**The problem:**
Update the stretch from the line containing "Locate the sky." through the end of the records by writing it out again with "single point" changed to "single marker" and nothing else altered.

**Raw records:**
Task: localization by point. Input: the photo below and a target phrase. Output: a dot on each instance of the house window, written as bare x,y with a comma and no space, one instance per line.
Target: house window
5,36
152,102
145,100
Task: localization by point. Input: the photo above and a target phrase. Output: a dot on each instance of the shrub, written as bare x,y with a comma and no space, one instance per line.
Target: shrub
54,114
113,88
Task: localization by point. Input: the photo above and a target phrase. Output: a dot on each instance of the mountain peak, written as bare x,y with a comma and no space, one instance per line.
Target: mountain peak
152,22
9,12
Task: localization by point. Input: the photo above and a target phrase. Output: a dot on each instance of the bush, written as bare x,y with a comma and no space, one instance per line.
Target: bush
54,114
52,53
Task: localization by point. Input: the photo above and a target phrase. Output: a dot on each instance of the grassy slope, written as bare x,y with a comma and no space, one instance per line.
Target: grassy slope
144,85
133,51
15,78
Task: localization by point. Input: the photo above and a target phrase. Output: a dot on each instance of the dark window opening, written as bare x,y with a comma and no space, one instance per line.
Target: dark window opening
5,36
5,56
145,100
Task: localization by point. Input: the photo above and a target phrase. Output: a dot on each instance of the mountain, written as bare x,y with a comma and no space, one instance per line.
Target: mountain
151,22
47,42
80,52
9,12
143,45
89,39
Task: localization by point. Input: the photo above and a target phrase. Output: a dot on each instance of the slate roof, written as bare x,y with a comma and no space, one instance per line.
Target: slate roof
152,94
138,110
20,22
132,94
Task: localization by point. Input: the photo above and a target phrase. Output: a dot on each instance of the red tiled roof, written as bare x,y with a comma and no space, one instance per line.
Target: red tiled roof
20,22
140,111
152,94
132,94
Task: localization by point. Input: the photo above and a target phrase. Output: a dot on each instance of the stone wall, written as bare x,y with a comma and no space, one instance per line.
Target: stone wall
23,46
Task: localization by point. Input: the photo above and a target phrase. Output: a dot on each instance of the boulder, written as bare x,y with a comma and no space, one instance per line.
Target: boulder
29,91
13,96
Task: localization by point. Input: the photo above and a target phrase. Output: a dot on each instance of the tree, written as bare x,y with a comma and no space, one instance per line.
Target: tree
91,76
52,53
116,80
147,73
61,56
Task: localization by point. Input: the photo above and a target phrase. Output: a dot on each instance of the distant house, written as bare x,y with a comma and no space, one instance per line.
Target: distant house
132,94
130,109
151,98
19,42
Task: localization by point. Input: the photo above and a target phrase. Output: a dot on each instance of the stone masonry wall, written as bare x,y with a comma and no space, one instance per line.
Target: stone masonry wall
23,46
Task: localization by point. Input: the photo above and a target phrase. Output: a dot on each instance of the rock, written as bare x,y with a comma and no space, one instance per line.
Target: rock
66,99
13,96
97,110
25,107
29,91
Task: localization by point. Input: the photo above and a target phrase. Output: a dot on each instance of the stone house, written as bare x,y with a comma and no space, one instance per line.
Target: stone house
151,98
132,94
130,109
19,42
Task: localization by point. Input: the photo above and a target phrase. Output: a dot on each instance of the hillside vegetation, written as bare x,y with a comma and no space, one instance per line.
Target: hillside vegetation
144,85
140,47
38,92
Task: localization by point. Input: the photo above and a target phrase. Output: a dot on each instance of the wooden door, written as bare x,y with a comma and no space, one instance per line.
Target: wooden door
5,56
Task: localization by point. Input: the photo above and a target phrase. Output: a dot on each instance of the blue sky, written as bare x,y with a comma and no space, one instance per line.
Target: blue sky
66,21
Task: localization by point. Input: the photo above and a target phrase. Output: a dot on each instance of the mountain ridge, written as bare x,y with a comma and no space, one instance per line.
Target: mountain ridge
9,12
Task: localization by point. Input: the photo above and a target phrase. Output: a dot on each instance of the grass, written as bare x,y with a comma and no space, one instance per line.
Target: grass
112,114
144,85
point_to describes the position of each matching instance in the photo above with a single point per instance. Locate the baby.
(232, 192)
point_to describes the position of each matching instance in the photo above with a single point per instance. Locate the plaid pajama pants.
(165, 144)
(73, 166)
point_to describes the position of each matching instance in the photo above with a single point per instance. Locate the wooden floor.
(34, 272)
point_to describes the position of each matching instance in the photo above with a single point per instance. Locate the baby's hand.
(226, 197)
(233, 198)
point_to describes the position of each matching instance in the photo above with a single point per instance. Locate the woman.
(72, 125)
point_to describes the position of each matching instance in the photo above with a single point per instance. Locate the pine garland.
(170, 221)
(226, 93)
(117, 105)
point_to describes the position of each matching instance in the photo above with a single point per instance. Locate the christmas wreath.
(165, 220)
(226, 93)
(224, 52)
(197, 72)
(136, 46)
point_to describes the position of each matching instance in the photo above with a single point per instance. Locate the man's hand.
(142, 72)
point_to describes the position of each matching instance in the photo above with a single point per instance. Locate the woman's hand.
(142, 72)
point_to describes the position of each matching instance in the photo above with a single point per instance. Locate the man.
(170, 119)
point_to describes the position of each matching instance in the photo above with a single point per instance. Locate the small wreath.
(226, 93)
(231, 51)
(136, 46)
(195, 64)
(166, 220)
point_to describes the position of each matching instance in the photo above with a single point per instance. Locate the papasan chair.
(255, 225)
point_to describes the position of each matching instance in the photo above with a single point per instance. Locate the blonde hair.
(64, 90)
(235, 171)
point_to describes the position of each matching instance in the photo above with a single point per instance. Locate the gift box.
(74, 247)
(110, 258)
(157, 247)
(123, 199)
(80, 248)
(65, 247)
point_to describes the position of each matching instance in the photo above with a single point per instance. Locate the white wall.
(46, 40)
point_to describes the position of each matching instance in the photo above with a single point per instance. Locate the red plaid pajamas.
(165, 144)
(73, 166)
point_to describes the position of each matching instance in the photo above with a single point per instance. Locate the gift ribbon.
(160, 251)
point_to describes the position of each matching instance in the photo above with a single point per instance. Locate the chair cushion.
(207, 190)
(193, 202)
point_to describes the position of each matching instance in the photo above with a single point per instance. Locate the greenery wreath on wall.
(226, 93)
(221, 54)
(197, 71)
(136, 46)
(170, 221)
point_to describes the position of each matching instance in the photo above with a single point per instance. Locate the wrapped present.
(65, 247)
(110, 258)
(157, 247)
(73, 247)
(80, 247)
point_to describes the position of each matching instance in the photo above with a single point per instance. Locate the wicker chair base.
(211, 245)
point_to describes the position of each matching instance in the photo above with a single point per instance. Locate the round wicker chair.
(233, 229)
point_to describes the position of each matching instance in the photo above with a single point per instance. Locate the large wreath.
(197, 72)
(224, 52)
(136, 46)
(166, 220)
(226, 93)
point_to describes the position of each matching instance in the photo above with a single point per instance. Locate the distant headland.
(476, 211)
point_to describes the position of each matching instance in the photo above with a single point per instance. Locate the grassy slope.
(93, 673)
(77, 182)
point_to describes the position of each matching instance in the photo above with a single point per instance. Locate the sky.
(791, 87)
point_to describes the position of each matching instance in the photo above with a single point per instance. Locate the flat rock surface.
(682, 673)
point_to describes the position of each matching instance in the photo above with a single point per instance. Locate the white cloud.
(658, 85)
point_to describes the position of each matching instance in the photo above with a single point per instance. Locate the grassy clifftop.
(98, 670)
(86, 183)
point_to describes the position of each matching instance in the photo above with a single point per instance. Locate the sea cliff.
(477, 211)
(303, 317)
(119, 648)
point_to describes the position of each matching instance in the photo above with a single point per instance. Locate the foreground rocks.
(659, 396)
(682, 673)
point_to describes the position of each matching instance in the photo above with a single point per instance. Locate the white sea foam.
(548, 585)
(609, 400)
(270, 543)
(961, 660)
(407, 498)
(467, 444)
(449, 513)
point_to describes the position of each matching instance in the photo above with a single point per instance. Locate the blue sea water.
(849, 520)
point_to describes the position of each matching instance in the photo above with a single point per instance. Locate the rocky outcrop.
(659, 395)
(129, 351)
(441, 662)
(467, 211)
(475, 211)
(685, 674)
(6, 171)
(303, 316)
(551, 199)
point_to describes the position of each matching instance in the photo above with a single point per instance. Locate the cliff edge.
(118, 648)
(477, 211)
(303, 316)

**Correct result:**
point_to describes the position of each matching instance in the photo above with a single marker per instance. Locate the sky.
(791, 87)
point_to describes the position of each matching instance in the photo above with a single marker per instance. Locate the flat rock surface.
(682, 673)
point_to describes the position of each matching instance in the photo above with a single marker per instance. Locate the white cloud.
(658, 85)
point_to describes the position of each matching instance in the photo above with a single marker per instance. Locate the grassy clifftop.
(98, 670)
(86, 183)
point_to describes the position of each matching instance in the photo above with a single marker per instance. Locate the sea cliff.
(477, 211)
(303, 317)
(119, 648)
point_to describes the position of each matching instance in the photo above with a single marker per instance. Locate the foreground rocks.
(659, 396)
(682, 673)
point_to describes the position of each matching instance in the photo above with a single marker per instance. Locate the white sea foam.
(548, 585)
(609, 400)
(270, 543)
(961, 660)
(407, 498)
(467, 444)
(449, 513)
point_to describes the position of each matching instance in the photo above with a single marker per instance. Locate the blue sea water.
(849, 520)
point_to describes the position of each matching instance in the photo above with a single marker per instance. Locate the rocky outcrop.
(659, 395)
(129, 351)
(441, 662)
(467, 211)
(475, 211)
(685, 674)
(6, 171)
(303, 316)
(551, 199)
point_to describes the position of each matching instance in the photo above with a single marker per instance. Locate the cliff edge.
(118, 648)
(477, 211)
(303, 316)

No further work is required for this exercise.